WHAT YOU NEED TO DO:
a - From the article on the AIDS malpractice case, retype the passage starting at "Ms. Ramos saw" and ending at "the complaint said.".
b - In the article on the AIDS malpractice case, what job did Elizabeth Ramos formerly hold?
c - Translate this sentence from the article on the AIDS malpractice case into Spanish: "She testified that Bernstein told her the symptoms were imaginary and the result of mental illness."

TEXT BLOCK:
Woman Claims Malpractice In AIDS Case
Sep. 22, 1987
........................CORRECTIVE OF SEPTEMBER 26, 1987................. (AP) _ The Associated Press reported erroneously Sept. 21 that Dr. Cynthia McGinn of Mount Auburn Hospital in Cambridge was named in a malpractice suit by a Cambridge woman suffering from AIDS.
Original court papers in the case had listed Dr. McGinn as a defendant, but a complaint alleging malpractice had been amended before Sept. 21. The Harvard Community Health Plan and Dr. Kenneth Bernstein, who remained as defendants, were cleared Friday by a jury hearing the case. (1950EDT) ...........................................................................
A woman suffering from AIDS testified Monday that physicians insisted she was only in need of mental help when she first became concerned about symptoms caused by the fatal virus.
Elizabeth Ramos, 32, is seeking unspecified damages from the Harvard Community Health Plan and doctors Kenneth Bernstein and Cynthia McGinn. She claims the physicians were negligent in their diagnosis and treatment of her illness, even though her symptoms were evident.
Some experts at the trial said they believe the hearing is the first involving an alleged AIDS malpractice case.
Commenting on the suit, Alan Raymond, spokesman for Harvard Health, said in a prepared statement that the company sympathizes with Ms. Ramos, but ''the facts of her case are very complicated and we are restricted as to how much we can say by the confidentiality of her medical record.
''The issue is whether Harvard Community Health Plan offered her appropriate treatment for her illness.'' Raymond said. ''We believe her care was both compassionate and appropriate.''
Ms. Ramos, a former bookkeeper, told a Middlesex County Superior Court jury that she needed medical help when she first approached Bernstein, appointed her physician under the health plan.
She testified that Bernstein told her the symptoms were imaginary and the result of mental illness.
Ms. Ramos said she contracted acquired immune deficiency syndrome from a former boyfriend, an intraveneous drug user. AIDS devastates the human immune system, making the body prey to a variety of maladies.
According to her complaint, Ms. Ramos noticed skin lesions, respiratory difficulties and cardiovascular problems in 1984. The complaint said Bernstein also noted the problems in a medical examination.
Ms. Ramos saw Bernstein several times in 1984 and 1985, complaining of a variety of problems, but he advised that her symptoms were the result of stress, or of cigarette smoking and lack of exercise, the complaint said.
She said she later informed Bernstein that blood donation officials informed her she had AIDS antibodies in her system.
The health maintenance organization ultimately performed a test to determine if she had pneumocystis carinii pneumonia, which is common among AIDS victims, but results were incomplete because the machine ''ran out of paper and the test was not completed,'' according to the complaint.

MATERIAL SHOWN:
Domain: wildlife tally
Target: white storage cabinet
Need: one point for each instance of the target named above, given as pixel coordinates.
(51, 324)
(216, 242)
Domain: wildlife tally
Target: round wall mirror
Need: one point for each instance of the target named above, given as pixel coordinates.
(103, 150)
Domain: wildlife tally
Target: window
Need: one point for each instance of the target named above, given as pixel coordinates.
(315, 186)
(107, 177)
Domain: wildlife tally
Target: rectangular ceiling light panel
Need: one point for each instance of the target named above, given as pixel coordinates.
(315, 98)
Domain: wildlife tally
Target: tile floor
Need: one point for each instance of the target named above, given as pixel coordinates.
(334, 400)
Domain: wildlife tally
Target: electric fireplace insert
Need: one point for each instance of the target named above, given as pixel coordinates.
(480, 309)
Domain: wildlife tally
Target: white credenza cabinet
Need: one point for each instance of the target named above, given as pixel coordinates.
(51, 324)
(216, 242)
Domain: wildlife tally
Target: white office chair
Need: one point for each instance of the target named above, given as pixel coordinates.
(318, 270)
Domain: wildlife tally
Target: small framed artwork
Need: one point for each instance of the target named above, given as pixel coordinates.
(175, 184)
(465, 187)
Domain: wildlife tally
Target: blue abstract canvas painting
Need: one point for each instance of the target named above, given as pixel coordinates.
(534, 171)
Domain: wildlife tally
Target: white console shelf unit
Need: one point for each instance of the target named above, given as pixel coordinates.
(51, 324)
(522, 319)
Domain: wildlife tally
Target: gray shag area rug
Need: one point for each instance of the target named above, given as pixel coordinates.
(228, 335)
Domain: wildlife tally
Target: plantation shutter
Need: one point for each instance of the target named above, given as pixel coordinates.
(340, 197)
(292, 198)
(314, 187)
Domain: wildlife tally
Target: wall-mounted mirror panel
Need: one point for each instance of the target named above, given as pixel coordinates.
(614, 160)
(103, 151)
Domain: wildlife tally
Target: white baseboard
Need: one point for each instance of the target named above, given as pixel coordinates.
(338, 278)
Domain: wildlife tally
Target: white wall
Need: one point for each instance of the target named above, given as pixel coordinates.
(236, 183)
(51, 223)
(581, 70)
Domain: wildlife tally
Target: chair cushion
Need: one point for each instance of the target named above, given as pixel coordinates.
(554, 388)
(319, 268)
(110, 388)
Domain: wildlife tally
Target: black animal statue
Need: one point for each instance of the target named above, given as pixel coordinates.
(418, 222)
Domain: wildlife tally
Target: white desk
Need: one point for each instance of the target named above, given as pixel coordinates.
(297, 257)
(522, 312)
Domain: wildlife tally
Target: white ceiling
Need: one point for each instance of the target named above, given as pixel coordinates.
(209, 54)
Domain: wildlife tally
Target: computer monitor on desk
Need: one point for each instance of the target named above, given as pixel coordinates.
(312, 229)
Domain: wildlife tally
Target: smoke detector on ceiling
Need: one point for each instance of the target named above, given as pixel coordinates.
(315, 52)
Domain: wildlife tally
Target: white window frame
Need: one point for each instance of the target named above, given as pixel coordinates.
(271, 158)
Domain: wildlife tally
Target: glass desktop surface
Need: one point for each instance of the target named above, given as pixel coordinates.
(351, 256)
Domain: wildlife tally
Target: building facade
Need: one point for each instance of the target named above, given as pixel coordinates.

WRITTEN ANSWERS:
a -
Ms. Ramos saw Bernstein several times in 1984 and 1985, complaining of a variety of problems, but he advised that her symptoms were the result of stress, or of cigarette smoking and lack of exercise, the complaint said.

b - She was a bookkeeper.

c - Ella testificó que Bernstein le dijo que los síntomas eran imaginarios y el resultado de una enfermedad mental.